## To be done
Render every line of the entries below as a JSON list of strings, one string per line. Omit blank lines.

— BEGIN Listing —

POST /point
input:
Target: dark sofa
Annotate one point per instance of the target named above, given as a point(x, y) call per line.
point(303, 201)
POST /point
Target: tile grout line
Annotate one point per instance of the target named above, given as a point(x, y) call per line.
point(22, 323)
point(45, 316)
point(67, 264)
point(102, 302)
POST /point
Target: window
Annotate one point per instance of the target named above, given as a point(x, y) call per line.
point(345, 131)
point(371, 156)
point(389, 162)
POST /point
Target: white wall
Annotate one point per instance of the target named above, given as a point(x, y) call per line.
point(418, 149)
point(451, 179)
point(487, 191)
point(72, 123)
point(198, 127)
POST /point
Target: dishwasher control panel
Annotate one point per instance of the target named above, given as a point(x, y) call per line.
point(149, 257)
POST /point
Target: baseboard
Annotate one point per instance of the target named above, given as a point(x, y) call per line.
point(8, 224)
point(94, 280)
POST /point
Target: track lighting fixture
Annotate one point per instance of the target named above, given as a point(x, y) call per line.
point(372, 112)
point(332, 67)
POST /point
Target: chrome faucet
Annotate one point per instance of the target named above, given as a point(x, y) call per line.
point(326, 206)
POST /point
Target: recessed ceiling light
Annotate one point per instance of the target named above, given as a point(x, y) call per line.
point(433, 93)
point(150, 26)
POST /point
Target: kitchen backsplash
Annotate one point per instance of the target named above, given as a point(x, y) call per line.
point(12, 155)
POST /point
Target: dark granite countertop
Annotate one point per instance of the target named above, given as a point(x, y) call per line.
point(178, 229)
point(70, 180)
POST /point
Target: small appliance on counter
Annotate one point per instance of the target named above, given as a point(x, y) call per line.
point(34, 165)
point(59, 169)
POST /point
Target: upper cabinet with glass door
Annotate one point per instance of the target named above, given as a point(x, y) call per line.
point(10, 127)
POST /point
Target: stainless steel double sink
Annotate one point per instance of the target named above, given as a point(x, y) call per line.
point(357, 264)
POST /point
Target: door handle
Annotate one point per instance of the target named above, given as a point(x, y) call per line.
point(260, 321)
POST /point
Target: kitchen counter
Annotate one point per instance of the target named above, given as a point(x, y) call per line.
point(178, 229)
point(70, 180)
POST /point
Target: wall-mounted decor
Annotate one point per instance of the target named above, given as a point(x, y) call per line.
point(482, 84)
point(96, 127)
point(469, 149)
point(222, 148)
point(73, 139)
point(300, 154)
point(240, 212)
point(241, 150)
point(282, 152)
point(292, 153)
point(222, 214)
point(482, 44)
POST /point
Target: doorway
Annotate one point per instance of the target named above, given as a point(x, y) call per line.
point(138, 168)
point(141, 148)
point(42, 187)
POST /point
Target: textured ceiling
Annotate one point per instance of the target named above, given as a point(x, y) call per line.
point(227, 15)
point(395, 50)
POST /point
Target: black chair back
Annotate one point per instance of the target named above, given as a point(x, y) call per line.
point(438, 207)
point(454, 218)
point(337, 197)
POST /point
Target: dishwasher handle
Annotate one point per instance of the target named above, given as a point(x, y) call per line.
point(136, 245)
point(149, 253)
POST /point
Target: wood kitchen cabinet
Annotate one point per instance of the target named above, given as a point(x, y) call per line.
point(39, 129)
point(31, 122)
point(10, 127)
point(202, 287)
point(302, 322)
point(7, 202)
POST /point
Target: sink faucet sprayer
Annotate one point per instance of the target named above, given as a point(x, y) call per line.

— END Listing —

## Response to the task
[
  "POST /point",
  "input:",
  "Target: dark sofa",
  "Annotate one point per instance of the target named above, given as a point(x, y) call per line.",
  "point(303, 201)",
  "POST /point",
  "Target: tile grout line",
  "Annotate one point per instance of the target named above, given as a point(x, y) call per line.",
  "point(22, 323)",
  "point(45, 316)",
  "point(67, 264)",
  "point(102, 302)",
  "POST /point",
  "Target: window",
  "Annotate one point per instance of the target named above, given as a point(x, y) call per line.",
  "point(345, 131)",
  "point(371, 156)",
  "point(389, 162)",
  "POST /point",
  "Target: white wall",
  "Annotate one point per instance of the target named above, given as a point(x, y) call per line.",
  "point(418, 149)",
  "point(451, 179)",
  "point(487, 191)",
  "point(72, 123)",
  "point(198, 127)",
  "POST /point",
  "Target: dishwasher control panel",
  "Annotate one point per instance of the target named above, given as a point(x, y) call per line.",
  "point(149, 257)",
  "POST /point",
  "Target: baseboard",
  "Annotate one point per instance of the target named above, given as a point(x, y) call per line.",
  "point(8, 224)",
  "point(94, 280)",
  "POST /point",
  "Target: track lighting fixture",
  "Annotate one point per instance of the target named above, given as a point(x, y) call per line.",
  "point(372, 112)",
  "point(332, 67)",
  "POST /point",
  "Target: chrome faucet",
  "Annotate one point per instance of the target named above, given as a point(x, y) call per line.",
  "point(326, 206)",
  "POST /point",
  "Target: recessed ceiling light",
  "Annotate one point per instance of the target named above, given as a point(x, y) call per line.",
  "point(433, 93)",
  "point(150, 26)",
  "POST /point",
  "Target: kitchen backsplash",
  "Annotate one point per instance of the target named above, given as a point(x, y) call per line.",
  "point(12, 155)",
  "POST /point",
  "Target: dark granite countertop",
  "Annotate one point per instance of the target named above, given as a point(x, y) call per line.",
  "point(178, 229)",
  "point(70, 180)",
  "POST /point",
  "Target: small appliance on counter",
  "Annotate one point per instance of the target named above, given as a point(x, y) call per line.",
  "point(34, 165)",
  "point(59, 169)",
  "POST /point",
  "Target: upper cabinet with glass door",
  "Annotate one point per instance of the target named above, given as a point(x, y) call per line.",
  "point(10, 127)",
  "POST /point",
  "Target: stainless steel double sink",
  "Annotate one point per instance of the target named above, given as a point(x, y) call per line.",
  "point(357, 264)",
  "POST /point",
  "Target: door handle",
  "Annotate one point per instance of the target named above, given as a point(x, y) call per line.",
  "point(260, 321)",
  "POST /point",
  "Target: kitchen counter",
  "Annotate one point per instance of the target named above, given as a point(x, y) call per line.",
  "point(178, 229)",
  "point(70, 180)",
  "POST /point",
  "Target: wall-mounted decor",
  "Annotate one point per instance of the target named above, given as a point(x, y) call per line.",
  "point(482, 84)",
  "point(96, 127)",
  "point(469, 149)",
  "point(222, 148)",
  "point(73, 139)",
  "point(300, 154)",
  "point(240, 212)",
  "point(241, 150)",
  "point(282, 152)",
  "point(292, 153)",
  "point(222, 214)",
  "point(482, 44)",
  "POST /point",
  "Target: doorway",
  "Annotate one point per instance of the target named above, given as a point(x, y) call per line.",
  "point(138, 168)",
  "point(141, 148)",
  "point(42, 187)",
  "POST /point",
  "Target: textured ceiling",
  "Annotate one point per instance of the target named above, given as a point(x, y) call per line.",
  "point(227, 15)",
  "point(395, 50)",
  "POST /point",
  "Target: black chair back",
  "Annotate one point per instance of the target named above, given as a point(x, y) call per line.",
  "point(438, 207)",
  "point(454, 218)",
  "point(337, 197)",
  "POST /point",
  "Target: dishwasher handle",
  "Annotate one point per instance of the target named above, given as a point(x, y) call per line.",
  "point(136, 245)",
  "point(149, 253)",
  "POST /point",
  "Target: wood kitchen cabinet",
  "Annotate one point per instance of the target named above, given as a point(x, y) call per line.",
  "point(39, 129)",
  "point(31, 122)",
  "point(10, 127)",
  "point(202, 287)",
  "point(302, 322)",
  "point(7, 202)",
  "POST /point",
  "Target: sink faucet sprayer",
  "Annotate one point per instance of the target named above, given as a point(x, y) call per line."
]